| EXERCISE GOAL |
Repeat the listing word for word, but skip any pictures.

| PROVIDED MATERIAL |
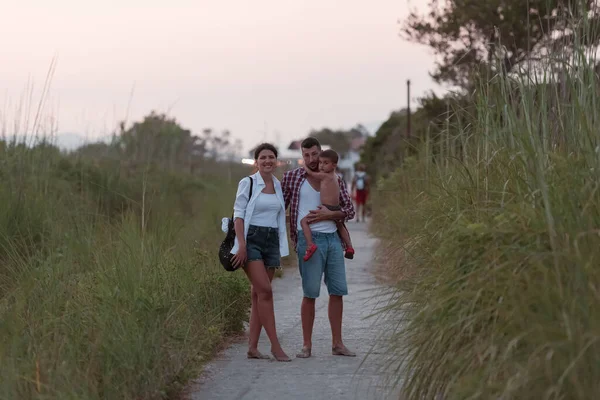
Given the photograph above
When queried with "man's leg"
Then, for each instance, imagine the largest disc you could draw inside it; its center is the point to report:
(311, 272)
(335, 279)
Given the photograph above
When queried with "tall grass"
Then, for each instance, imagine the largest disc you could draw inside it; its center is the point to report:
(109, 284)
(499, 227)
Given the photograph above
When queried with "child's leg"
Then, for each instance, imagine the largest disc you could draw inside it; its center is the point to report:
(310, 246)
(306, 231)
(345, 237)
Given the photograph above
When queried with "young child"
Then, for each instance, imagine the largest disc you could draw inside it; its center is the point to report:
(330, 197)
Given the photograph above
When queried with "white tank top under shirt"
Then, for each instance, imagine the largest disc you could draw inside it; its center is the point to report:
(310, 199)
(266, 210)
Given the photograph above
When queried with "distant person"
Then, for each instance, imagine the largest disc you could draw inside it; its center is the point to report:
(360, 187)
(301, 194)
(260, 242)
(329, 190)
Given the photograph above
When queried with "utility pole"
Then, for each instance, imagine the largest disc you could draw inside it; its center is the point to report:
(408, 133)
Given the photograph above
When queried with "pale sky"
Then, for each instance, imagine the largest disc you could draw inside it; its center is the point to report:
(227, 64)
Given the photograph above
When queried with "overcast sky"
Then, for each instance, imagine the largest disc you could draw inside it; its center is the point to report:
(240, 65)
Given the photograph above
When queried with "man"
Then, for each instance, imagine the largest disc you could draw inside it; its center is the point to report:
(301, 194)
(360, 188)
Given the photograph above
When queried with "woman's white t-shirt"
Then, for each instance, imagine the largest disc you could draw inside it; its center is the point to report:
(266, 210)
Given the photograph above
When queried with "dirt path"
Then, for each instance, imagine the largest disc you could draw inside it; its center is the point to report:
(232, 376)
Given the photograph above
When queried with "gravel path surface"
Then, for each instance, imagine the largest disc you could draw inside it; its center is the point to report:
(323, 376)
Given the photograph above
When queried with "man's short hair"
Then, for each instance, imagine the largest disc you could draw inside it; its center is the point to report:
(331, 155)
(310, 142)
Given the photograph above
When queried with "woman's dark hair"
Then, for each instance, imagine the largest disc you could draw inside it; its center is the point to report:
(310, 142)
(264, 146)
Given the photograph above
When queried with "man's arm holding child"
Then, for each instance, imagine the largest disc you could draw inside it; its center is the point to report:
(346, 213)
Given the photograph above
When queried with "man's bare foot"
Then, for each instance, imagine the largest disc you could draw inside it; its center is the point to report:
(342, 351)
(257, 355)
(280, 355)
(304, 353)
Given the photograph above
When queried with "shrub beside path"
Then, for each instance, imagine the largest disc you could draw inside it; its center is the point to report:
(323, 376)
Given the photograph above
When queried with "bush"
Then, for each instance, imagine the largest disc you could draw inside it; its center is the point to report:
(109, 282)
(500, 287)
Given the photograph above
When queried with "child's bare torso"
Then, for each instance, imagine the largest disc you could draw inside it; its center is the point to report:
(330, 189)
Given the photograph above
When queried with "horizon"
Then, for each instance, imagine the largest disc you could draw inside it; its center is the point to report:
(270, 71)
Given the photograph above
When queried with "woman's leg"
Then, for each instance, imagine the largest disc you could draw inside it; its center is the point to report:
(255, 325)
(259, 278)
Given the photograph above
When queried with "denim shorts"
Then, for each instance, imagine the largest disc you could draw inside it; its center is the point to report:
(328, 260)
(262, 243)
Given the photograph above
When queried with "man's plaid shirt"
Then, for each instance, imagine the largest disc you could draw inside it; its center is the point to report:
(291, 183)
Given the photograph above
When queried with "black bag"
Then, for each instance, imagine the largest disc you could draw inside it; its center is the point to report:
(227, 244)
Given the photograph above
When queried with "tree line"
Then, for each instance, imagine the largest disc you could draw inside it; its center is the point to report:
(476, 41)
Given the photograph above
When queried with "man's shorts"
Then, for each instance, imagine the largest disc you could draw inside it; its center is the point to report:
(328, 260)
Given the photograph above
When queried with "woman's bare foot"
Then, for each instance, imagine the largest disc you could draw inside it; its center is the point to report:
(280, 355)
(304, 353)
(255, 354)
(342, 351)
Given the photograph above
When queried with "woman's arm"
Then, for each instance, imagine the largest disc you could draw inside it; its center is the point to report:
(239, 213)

| OUTPUT BELOW |
Given the photograph above
When queried with "man's leg"
Then, for each instance, imagine the largest disc you could draw inside it; its center is the point to report:
(311, 272)
(335, 279)
Given the photograph above
When queried with "tall grass"
Then, for each instance, imagine the largest disc you could draw inside it; its center is the point to report:
(109, 284)
(499, 227)
Given the photograph above
When queried with "child's leg"
Then, for each instance, imagine the largest disc you could draw inside it; its center is the point to report:
(310, 246)
(306, 231)
(345, 237)
Given the photograph above
When queried with "young child"
Then, for each instance, imagine the largest disc you could draw inside it; its center is the point to report:
(330, 197)
Given the photograph above
When queried with "white tank top under shirt"
Then, for each instance, imagine the largest disc you could draw inside it; its center is the point to report:
(310, 199)
(266, 210)
Given the photograph above
When queried with "distant person"
Then, for each instance, imagine the largest disc you could draw inside it; its center is the point to report:
(360, 187)
(301, 194)
(260, 242)
(329, 190)
Given the photograph above
When queried with "utility pole"
Then, for each instance, imagine the largest disc you could draw inside it; its center is the point to report:
(408, 133)
Given the photograph above
When queried with "pale sky"
Then, for each instance, imagine the largest disc you could draw inside it; its center is the point to report:
(227, 64)
Given the photograph above
When queried with "overcast sky"
Then, for each instance, imagine the largest disc you could draw inside it; its center is the point to report:
(240, 65)
Given the photograph above
When queried with "man"
Then, for each instance, imagine the largest disc you could draw inside it; its center is the point to report:
(301, 194)
(360, 188)
Given the photograph above
When queried with "woman's white t-shirt"
Then, for each instance, imagine the largest disc you could draw inside it; its center is the point to report:
(266, 210)
Given the photograph above
When queried with "dirt path"
Then, for each instance, imagine the largest disc you could draw inside it; its center is the point to report:
(232, 376)
Given the photograph above
When queried with "gravel path surface"
Then, for each instance, imagine the largest disc you could draw inside it; its center is the point to report:
(323, 376)
Given the photograph above
When queried with "man's short hair"
Then, for each instance, imagine the largest disc you could draw inside it; its center is the point to report:
(331, 155)
(310, 142)
Given the photograph above
When queried with "woman's dark hair"
Then, for each instance, imagine the largest disc you could draw inside it; its center is the point to report:
(310, 142)
(264, 146)
Given the photograph above
When queried with "man's arm holding child"
Then, for each instance, imagine the largest disc you could draw inside it; its center is the point to report:
(346, 213)
Given the photograph above
When queried with "man's bare foot"
Then, for each instance, imagine the largest disc you could draw inside it; its center is the point to report:
(342, 351)
(257, 355)
(280, 355)
(304, 353)
Given the photograph above
When queried with "shrub beside path"
Then, for each instance, imagine the largest disc you could draw inside it; its center is the point to report:
(323, 376)
Given the photograph above
When queried with "bush"
Then, for each instance, imagine the largest disc you could draw inside it; its center is the point to report:
(109, 282)
(500, 287)
Given the photograph above
When queried with "child's bare torso"
Then, for each instance, imagine the largest disc you could draw inside it; its center is the point to report:
(330, 189)
Given the photograph above
When queried with "horizon"
Then, for each instance, imagine the largest disc you could draw inside it; its center is the point to report:
(270, 71)
Given the photograph above
When queried with "woman's leg"
Then, for each instance, imagine the largest disc you could draw inside it; its center is the point to report:
(255, 325)
(259, 278)
Given the photograph above
When queried with "denim shorts"
Then, for each instance, imagine the largest disc you could draw inside it; its center is the point to report:
(328, 260)
(262, 243)
Given the photograph above
When queried with "man's plaid shirt"
Then, for each instance, imagine the largest disc you could draw inside it; its center is the point to report:
(291, 183)
Given the photograph above
When queried with "black bag"
Then, for each instance, imagine the largest disc you could draw inside it; its center is the point to report:
(227, 244)
Given the photograph above
When queried with "tree line"
Then, for each instance, imagine the largest disc you could draw inside it; its center is the point to report:
(476, 41)
Given the photograph above
When queried with "man's shorts"
Then, for each instance, imagine the largest disc you could draw inside it; its center is the point to report:
(328, 260)
Given the photograph above
When queried with "woman's bare foot"
Then, for each instance, imagine the largest disc you could draw inside it; its center is the point to report:
(280, 355)
(304, 353)
(255, 354)
(342, 351)
Given the photograph above
When queried with "woman's arm"
Then, for each instance, imagine the largest disc you could draw inside it; its center is the point to report:
(239, 213)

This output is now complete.